Version 1.2 of ai05s/ai05-0114-1.txt

Unformatted version of ai05s/ai05-0114-1.txt version 1.2
Other versions for file ai05s/ai05-0114-1.txt

!standard A.3.2(59)          10-08-12 AI05-0114-1/02
!standard A.4.6(7)
!class binding interpretation 08-10-06
!status Amendment 2012 10-08-12
!status ARG Approved 7-0-1 10-08-12
!status work item 08-10-06
!status received 08-06-13
!priority Low
!difficulty Easy
!qualifier Omission
!subject Conflicting definition of Letter
!summary
No change is suggested to Ada.Characters.Handling or Ada.Strings.Maps.Constants; however we add a user note to point out the inconsistency.
!question
Ada 2005 has enhanced the set of characters allowed to compose identifiers. In particular, 2.3(2/2) specifies that an identifier is made up of items including identifier_start. Then 2.3(3/2) specifies that any letter_lowercase can be a component of identifier_start. Then 2.1(9/2) defines letter_lowercase to be "Any character whose General Category is defined to be "Letter, Lowercase"" by ISO/IEC 10646:2003.
The Unicode Data File lists each of the following as category Ll, meaning Letter, Lowercase:
Code point u+00AA, named FEMININE ORDINAL INDICATOR; Code point u+00B5, named MICRO SIGN; Code point u+00BA, named MASCULINE ORDINAL INDICATOR.
Therefore, each of these three characters should be considered lowercase letters and allowed in identifiers according to the various Clause 2.1 and 2.3 paragraphs mentioned above.
★ ★ ★ ★
→ Tasks and exercises
[1] Say whether each statement agrees with the Ada issue on conflicting definitions of Letter. Answer yes or no for each and quote the words of the issue that decide it.
(a) The issue proposes a change to Ada.Characters.Handling.
(b) The issue is given a low priority.
(c) Code point u+00B5 is named MICRO SIGN.
[2] Answer these questions from the Ada issue on conflicting definitions of Letter.
(a) What vote is recorded for ARG approval?
(b) Which paragraph defines letter_lowercase?
(c) Under which Unicode category does the Unicode Data File list the three characters?
[3] Carry on the Ada issue on conflicting definitions of Letter from the point where it stops.

→ Source material
★ ★ ★ ★
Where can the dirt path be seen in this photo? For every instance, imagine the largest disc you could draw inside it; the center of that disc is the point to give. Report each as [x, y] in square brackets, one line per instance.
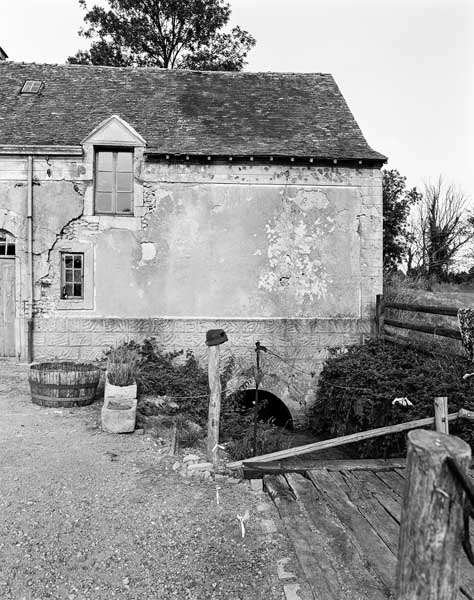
[86, 515]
★ ★ ★ ★
→ Task results
[1]
(a) No: "No change is suggested to Ada.Characters.Handling or Ada.Strings.Maps.Constants"
(b) Yes: "!priority Low"
(c) Yes: "Code point u+00B5, named MICRO SIGN"

[2]
(a) 7-0-1
(b) 2.1(9/2)
(c) Ll, meaning Letter, Lowercase

[3]
Since Ada considers these three characters as letters suitable for being part of identifiers, the functions Is_Letter and Is_Lower in package Ada.Characters.Handling should now correspondingly return True for the characters with code points 170, 181, and 186. Should this change be made? (No.)
!recommendation
(See Summary.)
!wording
Add after A.3.2(59):
7 There are certain characters which are defined to be lower case letters by ISO
10646 and are therefore allowed in identifiers, but are not considered lower case letters by Ada.Characters.Handling.
AARM Reason: This is to maintain compatibility with the Ada 95 definitions of these functions.
Add after A.4.6(7)
NOTES 1 There are certain characters which are defined to be lower case letters by ISO
10646 and are therefore allowed in identifiers, but are not considered lower case letters by Ada.Strings.Maps.Constants.
AARM Reason: This is to maintain compatibility with the Ada 95 definitions of these constants.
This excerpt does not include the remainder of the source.